Task:
Render every line of the records below as a Markdown table with two columns, Row and Line. Number each row and omit blank lines.

Listed entries:

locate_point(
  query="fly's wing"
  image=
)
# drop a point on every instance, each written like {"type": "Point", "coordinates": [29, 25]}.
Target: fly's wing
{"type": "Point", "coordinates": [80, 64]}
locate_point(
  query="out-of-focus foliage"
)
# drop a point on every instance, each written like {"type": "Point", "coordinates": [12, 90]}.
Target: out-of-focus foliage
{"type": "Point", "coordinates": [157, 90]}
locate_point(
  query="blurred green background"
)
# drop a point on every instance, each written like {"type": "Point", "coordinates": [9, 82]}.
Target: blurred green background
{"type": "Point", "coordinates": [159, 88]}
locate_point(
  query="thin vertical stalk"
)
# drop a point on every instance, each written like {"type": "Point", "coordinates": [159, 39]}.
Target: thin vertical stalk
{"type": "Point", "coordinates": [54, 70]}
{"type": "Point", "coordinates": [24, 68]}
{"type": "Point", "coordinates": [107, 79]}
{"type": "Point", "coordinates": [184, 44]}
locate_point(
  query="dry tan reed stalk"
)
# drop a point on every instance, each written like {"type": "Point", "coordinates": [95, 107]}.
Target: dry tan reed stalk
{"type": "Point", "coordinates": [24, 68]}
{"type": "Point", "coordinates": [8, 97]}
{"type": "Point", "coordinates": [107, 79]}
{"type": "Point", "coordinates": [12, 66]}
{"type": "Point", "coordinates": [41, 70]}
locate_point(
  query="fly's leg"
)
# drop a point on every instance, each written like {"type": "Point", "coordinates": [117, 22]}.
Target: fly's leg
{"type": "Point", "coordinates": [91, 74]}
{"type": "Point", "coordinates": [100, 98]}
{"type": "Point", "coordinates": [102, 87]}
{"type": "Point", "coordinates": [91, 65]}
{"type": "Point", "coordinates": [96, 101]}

Solution:
| Row | Line |
|---|---|
| 1 | locate_point( |
| 2 |   query="fly's wing" |
| 3 |   image= |
| 4 | ) |
| 5 | # drop a point on every instance, each written like {"type": "Point", "coordinates": [29, 25]}. |
| 6 | Target: fly's wing |
| 7 | {"type": "Point", "coordinates": [80, 64]} |
| 8 | locate_point( |
| 9 |   query="out-of-focus foliage" |
| 10 | ) |
| 11 | # drop a point on every instance, each written like {"type": "Point", "coordinates": [12, 90]}. |
| 12 | Target: out-of-focus foliage |
| 13 | {"type": "Point", "coordinates": [157, 90]} |
| 14 | locate_point( |
| 15 |   query="blurred green background" |
| 16 | ) |
| 17 | # drop a point on every instance, each written like {"type": "Point", "coordinates": [9, 82]}. |
| 18 | Target: blurred green background |
| 19 | {"type": "Point", "coordinates": [159, 88]} |
| 20 | locate_point( |
| 21 |   query="thin vertical stalk" |
| 22 | ) |
| 23 | # drop a point on every instance, each written like {"type": "Point", "coordinates": [159, 39]}. |
| 24 | Target: thin vertical stalk |
| 25 | {"type": "Point", "coordinates": [54, 70]} |
| 26 | {"type": "Point", "coordinates": [24, 68]} |
| 27 | {"type": "Point", "coordinates": [107, 79]} |
| 28 | {"type": "Point", "coordinates": [184, 44]} |
| 29 | locate_point( |
| 30 |   query="dry tan reed stalk" |
| 31 | ) |
| 32 | # drop a point on every instance, each written like {"type": "Point", "coordinates": [95, 107]}. |
| 33 | Target: dry tan reed stalk |
| 34 | {"type": "Point", "coordinates": [24, 68]} |
| 35 | {"type": "Point", "coordinates": [8, 97]} |
| 36 | {"type": "Point", "coordinates": [107, 79]} |
| 37 | {"type": "Point", "coordinates": [12, 66]} |
| 38 | {"type": "Point", "coordinates": [41, 70]} |
| 39 | locate_point( |
| 40 |   query="fly's leg" |
| 41 | ) |
| 42 | # drop a point on every instance, each written like {"type": "Point", "coordinates": [117, 22]}. |
| 43 | Target: fly's leg |
| 44 | {"type": "Point", "coordinates": [91, 74]} |
| 45 | {"type": "Point", "coordinates": [100, 98]} |
| 46 | {"type": "Point", "coordinates": [102, 87]} |
| 47 | {"type": "Point", "coordinates": [91, 65]} |
| 48 | {"type": "Point", "coordinates": [96, 101]} |